(Contour labeling entries)
_ _ _ _ _ _ _

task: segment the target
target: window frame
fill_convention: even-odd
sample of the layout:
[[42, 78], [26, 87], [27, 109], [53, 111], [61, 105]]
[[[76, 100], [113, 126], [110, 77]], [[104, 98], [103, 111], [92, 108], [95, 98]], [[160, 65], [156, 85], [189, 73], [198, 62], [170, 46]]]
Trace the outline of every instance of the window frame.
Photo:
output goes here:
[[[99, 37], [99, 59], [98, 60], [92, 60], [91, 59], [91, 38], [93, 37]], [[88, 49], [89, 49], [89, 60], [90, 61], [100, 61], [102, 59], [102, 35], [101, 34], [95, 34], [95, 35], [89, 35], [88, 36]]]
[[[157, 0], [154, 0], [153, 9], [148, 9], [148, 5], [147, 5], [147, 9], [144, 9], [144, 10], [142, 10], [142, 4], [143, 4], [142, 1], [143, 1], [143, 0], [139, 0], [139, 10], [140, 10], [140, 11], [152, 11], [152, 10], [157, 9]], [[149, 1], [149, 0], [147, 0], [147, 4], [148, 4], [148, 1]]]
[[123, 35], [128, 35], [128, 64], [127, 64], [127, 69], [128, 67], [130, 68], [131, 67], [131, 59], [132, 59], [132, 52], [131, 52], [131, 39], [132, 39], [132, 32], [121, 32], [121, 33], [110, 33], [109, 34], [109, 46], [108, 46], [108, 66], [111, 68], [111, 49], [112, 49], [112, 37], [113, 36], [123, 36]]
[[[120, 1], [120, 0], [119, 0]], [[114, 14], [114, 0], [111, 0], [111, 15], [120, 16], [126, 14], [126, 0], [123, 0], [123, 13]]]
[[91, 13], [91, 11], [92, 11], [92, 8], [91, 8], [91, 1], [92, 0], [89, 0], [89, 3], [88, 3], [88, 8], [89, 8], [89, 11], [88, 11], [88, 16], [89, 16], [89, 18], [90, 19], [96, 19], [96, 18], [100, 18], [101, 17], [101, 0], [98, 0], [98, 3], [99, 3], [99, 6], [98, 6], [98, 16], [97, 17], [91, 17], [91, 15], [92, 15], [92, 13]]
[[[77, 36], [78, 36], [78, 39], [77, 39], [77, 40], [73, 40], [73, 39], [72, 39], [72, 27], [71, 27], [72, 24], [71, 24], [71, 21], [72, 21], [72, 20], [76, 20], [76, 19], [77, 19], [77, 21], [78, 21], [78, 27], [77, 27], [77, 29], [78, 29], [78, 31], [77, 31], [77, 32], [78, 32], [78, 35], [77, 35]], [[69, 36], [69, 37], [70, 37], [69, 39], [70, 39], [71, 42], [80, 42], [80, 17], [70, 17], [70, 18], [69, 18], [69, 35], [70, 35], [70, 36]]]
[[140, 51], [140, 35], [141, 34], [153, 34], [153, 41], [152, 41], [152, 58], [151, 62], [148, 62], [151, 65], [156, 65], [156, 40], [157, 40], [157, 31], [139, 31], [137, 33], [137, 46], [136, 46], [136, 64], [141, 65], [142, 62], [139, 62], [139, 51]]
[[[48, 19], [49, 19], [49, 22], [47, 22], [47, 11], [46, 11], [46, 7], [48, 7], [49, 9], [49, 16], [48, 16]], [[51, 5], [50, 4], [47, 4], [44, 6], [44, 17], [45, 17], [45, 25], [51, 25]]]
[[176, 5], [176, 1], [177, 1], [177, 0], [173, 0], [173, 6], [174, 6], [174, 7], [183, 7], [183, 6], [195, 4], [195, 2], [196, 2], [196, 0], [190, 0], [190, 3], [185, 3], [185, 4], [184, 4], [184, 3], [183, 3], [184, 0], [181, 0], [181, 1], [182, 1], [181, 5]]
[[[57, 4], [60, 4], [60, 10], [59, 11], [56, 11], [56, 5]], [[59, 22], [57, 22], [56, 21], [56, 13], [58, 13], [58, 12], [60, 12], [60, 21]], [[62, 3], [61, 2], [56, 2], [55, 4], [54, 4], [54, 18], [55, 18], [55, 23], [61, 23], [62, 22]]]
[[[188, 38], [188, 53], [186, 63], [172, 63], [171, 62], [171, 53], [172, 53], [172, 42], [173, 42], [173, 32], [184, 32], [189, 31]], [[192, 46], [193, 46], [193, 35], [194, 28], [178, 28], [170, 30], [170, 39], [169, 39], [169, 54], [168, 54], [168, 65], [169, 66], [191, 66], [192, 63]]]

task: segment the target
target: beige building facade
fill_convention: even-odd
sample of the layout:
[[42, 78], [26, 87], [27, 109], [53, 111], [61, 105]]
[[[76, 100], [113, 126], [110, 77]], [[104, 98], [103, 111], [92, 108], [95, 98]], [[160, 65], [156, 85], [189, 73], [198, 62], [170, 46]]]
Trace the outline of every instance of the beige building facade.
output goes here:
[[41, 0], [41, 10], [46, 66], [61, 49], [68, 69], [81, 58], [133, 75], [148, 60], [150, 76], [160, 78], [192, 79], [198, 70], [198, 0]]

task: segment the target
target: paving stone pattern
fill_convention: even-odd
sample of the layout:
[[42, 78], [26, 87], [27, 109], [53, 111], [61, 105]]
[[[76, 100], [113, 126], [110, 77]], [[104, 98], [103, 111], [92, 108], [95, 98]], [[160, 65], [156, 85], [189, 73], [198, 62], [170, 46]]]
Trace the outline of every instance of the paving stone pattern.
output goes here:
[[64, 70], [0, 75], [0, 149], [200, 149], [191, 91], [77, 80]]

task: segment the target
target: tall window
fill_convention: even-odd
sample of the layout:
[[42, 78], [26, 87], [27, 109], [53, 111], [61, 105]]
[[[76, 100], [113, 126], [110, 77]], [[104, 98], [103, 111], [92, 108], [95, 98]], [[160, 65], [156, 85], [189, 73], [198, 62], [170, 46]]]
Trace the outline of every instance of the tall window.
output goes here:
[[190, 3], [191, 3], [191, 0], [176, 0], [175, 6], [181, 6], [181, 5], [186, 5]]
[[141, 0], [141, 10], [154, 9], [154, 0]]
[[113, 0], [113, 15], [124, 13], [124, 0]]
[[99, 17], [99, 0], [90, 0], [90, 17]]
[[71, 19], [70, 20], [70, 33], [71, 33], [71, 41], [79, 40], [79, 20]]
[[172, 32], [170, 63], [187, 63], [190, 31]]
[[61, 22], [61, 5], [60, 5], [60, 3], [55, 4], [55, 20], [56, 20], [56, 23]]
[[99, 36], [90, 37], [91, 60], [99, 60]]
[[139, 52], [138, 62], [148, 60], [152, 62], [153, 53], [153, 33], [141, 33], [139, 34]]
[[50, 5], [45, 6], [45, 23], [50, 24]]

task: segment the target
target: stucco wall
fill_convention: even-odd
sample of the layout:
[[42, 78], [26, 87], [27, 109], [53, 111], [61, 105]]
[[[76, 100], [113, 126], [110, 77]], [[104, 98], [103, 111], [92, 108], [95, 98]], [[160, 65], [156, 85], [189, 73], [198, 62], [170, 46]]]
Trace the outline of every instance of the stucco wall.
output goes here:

_ _ _ _ _ _ _

WRITTEN REQUEST:
Present everything from the beginning of the data down to the line containing "15], [92, 13]]", inclusive, as a numbered list, omitting any blank lines.

WRITTEN RESPONSE:
1. task: segment the target
2. target: window frame
3. fill_convention: even-odd
4. sample of the layout:
5. [[42, 78], [26, 87], [27, 109], [53, 111], [61, 105]]
6. [[[76, 100], [113, 126], [110, 77]], [[104, 98], [103, 111], [92, 108], [95, 98]], [[160, 65], [156, 85], [189, 73], [198, 62], [170, 46]]]
7. Trace the outline of every instance of the window frame.
8. Photo:
9. output goes here:
10. [[[99, 37], [99, 59], [98, 60], [92, 60], [91, 59], [91, 38], [93, 37]], [[88, 49], [89, 49], [89, 60], [90, 61], [100, 61], [102, 59], [102, 35], [101, 34], [95, 34], [95, 35], [89, 35], [88, 36]]]
11. [[[157, 0], [154, 0], [153, 9], [148, 9], [148, 5], [147, 5], [147, 9], [144, 9], [144, 10], [142, 10], [142, 4], [143, 4], [142, 1], [143, 1], [143, 0], [139, 0], [139, 10], [140, 10], [140, 11], [152, 11], [152, 10], [157, 9]], [[149, 1], [149, 0], [147, 0], [147, 4], [148, 4], [148, 1]]]
12. [[123, 35], [128, 35], [128, 64], [127, 64], [127, 69], [128, 67], [130, 68], [131, 67], [131, 59], [132, 59], [132, 52], [131, 52], [131, 39], [132, 39], [132, 32], [121, 32], [121, 33], [110, 33], [109, 34], [109, 46], [108, 46], [108, 66], [111, 68], [111, 49], [112, 49], [112, 37], [113, 36], [123, 36]]
13. [[[120, 1], [120, 0], [119, 0]], [[114, 14], [114, 0], [111, 0], [111, 15], [120, 16], [126, 14], [126, 0], [123, 0], [123, 13]]]
14. [[91, 13], [91, 11], [92, 11], [92, 8], [91, 8], [91, 1], [92, 0], [89, 0], [89, 3], [88, 3], [88, 8], [89, 8], [89, 11], [88, 11], [88, 16], [89, 16], [89, 18], [90, 19], [96, 19], [96, 18], [100, 18], [101, 17], [101, 0], [98, 0], [98, 3], [99, 3], [99, 6], [98, 6], [98, 16], [97, 17], [91, 17], [91, 15], [92, 15], [92, 13]]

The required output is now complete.